[What to do]
Only one stretch of the data below is wanted: the lines starting at the one with "Where can the power" and ending at the one with "Where can the wooden", both included, given again exactly.

(Saved entries)
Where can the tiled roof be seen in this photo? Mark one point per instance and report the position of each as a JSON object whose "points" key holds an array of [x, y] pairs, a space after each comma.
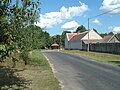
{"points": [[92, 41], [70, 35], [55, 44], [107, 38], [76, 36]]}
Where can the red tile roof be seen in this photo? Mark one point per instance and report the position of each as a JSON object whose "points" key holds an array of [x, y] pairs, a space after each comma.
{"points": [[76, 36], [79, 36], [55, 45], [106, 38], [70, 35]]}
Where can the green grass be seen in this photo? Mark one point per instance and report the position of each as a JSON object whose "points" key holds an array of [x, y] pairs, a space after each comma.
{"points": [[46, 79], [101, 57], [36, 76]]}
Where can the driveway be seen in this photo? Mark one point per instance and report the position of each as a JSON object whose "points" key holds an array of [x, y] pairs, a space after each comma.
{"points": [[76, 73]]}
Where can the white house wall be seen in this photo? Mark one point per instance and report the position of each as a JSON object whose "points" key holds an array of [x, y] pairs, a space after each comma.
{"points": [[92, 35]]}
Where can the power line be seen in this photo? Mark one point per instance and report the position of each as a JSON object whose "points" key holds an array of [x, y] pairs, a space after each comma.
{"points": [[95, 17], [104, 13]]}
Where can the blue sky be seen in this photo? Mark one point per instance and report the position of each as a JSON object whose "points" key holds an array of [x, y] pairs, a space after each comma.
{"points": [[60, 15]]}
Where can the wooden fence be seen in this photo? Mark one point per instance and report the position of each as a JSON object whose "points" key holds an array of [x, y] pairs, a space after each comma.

* * *

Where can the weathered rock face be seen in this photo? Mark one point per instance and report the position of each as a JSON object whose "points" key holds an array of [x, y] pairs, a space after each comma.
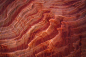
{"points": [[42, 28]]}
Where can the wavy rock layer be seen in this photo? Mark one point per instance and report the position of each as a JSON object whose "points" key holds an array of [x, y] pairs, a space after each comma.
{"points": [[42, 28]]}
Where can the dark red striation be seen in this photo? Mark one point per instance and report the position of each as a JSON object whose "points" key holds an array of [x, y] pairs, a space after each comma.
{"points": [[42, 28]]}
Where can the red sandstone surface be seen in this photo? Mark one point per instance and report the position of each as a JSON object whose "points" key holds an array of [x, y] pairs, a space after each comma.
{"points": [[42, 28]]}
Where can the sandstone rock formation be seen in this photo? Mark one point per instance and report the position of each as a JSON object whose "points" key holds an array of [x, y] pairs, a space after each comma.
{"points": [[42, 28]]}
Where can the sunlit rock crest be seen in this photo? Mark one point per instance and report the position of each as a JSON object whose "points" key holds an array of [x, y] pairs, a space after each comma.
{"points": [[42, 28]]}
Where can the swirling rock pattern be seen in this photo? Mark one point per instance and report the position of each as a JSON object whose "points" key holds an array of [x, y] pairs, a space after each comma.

[Response area]
Where can the power line be seen in this photo? Mark one point per instance and report the position of each as a JSON object whose "points" key holds an array of [x, y] pairs, a space after each comma.
{"points": [[95, 17], [104, 13]]}
Where can the blue sky be seen in this photo? Mark one point per instance and report the position of each as a JSON object whose "points" key holds an array of [x, y] pairs, a space after each comma.
{"points": [[60, 15]]}
Where can the wooden fence be seen in this photo? Mark one point per instance and report the position of each as a JSON object whose "points" key holds an array of [x, y] pairs, a space after each comma.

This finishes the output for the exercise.